*** Opening MATERIAL SHOWN ***

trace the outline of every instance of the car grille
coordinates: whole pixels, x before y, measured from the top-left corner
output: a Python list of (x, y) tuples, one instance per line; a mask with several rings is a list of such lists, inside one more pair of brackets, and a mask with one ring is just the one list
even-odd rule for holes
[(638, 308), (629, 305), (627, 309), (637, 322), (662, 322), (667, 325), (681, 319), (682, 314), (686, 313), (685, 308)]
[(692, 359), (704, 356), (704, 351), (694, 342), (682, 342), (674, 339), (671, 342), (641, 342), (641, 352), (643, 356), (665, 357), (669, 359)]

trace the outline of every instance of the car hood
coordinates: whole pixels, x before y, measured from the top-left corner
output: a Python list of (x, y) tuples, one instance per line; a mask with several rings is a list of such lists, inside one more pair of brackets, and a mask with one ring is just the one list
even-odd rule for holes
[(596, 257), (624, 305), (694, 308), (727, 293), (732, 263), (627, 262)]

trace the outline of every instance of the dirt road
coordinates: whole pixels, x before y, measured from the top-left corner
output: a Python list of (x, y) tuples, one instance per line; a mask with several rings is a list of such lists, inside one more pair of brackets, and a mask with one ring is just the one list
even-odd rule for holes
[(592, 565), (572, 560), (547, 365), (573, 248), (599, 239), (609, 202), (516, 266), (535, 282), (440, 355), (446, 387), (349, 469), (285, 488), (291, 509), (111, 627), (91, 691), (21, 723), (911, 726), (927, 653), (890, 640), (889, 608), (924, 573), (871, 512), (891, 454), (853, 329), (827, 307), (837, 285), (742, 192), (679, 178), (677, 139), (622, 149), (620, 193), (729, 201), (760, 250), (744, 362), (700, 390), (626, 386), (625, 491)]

*** Closing MATERIAL SHOWN ***

Please transcribe the listing in its entirety, exactly.

trace the outline of every instance of the car grille
coordinates: whole pixels, x before y, measured from the top-left corner
output: a Python list of (x, y) tuples, one instance per line; a mask with several rings is a list of such lists, inside one more pair of brackets, and a mask with one ring is just the one list
even-odd rule for holes
[(638, 308), (629, 305), (627, 309), (637, 322), (662, 322), (667, 325), (681, 319), (682, 314), (686, 313), (685, 308)]
[(692, 359), (704, 356), (704, 351), (694, 342), (682, 342), (674, 339), (671, 342), (641, 342), (641, 352), (643, 356), (665, 357), (669, 359)]

trace the outline of every instance of the car hood
coordinates: whole pixels, x before y, measured from the top-left corner
output: a Python list of (x, y) tuples, one instance per line; a mask with several rings is a list of such lists, inside one more pair of brackets, and a mask with one ring is just the one list
even-odd rule for holes
[(596, 257), (624, 305), (694, 308), (727, 293), (732, 263), (627, 262)]

trace the outline of every instance of the dirt road
coordinates: whole pixels, x before y, measured from the top-left corner
output: a Python list of (x, y) tuples, one instance per line; a mask with several rings is a list of such lists, inside one more pair of brackets, and a mask with one ring is just the one list
even-odd rule for holes
[(592, 565), (572, 560), (547, 365), (573, 248), (599, 239), (609, 202), (516, 266), (535, 282), (440, 355), (446, 387), (349, 469), (285, 488), (291, 509), (111, 627), (91, 691), (21, 723), (911, 726), (927, 653), (890, 640), (889, 608), (924, 573), (871, 512), (891, 454), (853, 329), (827, 307), (837, 285), (742, 192), (679, 178), (677, 139), (622, 149), (620, 193), (729, 201), (760, 250), (744, 362), (700, 390), (626, 386), (625, 491)]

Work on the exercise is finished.